_THE PROBLEM_
Please rewrite the data below with each "spot" swapped for "locate" and everything else kept the same. Leave the pictures out of your answer.

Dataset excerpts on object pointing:
* * * * * * * * *

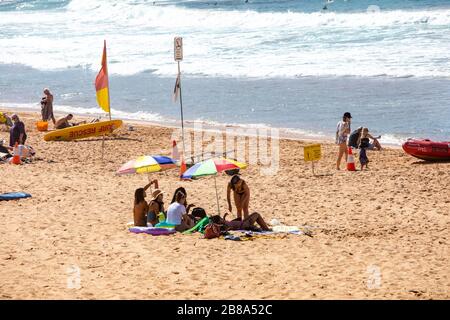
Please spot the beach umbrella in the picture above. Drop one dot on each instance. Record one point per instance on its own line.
(212, 167)
(147, 164)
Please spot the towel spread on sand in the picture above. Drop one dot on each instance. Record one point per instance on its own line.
(14, 196)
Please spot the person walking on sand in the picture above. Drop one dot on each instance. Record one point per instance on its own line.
(17, 132)
(241, 194)
(342, 132)
(47, 106)
(364, 139)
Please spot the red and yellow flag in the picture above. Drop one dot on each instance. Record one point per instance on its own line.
(102, 84)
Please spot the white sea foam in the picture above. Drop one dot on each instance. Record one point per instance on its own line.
(94, 112)
(228, 42)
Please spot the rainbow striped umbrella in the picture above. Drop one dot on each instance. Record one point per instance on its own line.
(147, 164)
(212, 167)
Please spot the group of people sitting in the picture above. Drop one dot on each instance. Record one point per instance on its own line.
(178, 213)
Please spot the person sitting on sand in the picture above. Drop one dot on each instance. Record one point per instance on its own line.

* * * * * * * * *

_RESULT OF THE TASK_
Please locate the beach umbrella in the picture above. Drop one dot on each instance. Record one point per instance on its own line.
(212, 167)
(147, 164)
Please locate the towel spread on sand in the picture above. Drop one dot on each instance. Record one point per instance on its own line.
(14, 196)
Please locate the person walking on sand in the picture above. Drop one dot on each instance. Record one point per instance on its own line.
(17, 132)
(241, 194)
(342, 132)
(47, 106)
(364, 139)
Please locate the red and yellow flag in the picture above. Drop one dot on each instance. Record one point per instance on its own line.
(102, 84)
Please locate the white sea foam in the picture above. Drop one dot on each instance. Record one point per instance on its own line.
(94, 112)
(228, 42)
Please locate the rainbow striped umbrella in the picture above. Drop one dot on each instance. Record one point per instance on its own line.
(147, 164)
(212, 167)
Please locate the group of people sitting in the picture above. Drop one dot on each instance. Record one point per instance on its own line.
(178, 213)
Please locate the person sitting on sand in the picture above. Drop one dot on each instance. Record one point per instance on its own line.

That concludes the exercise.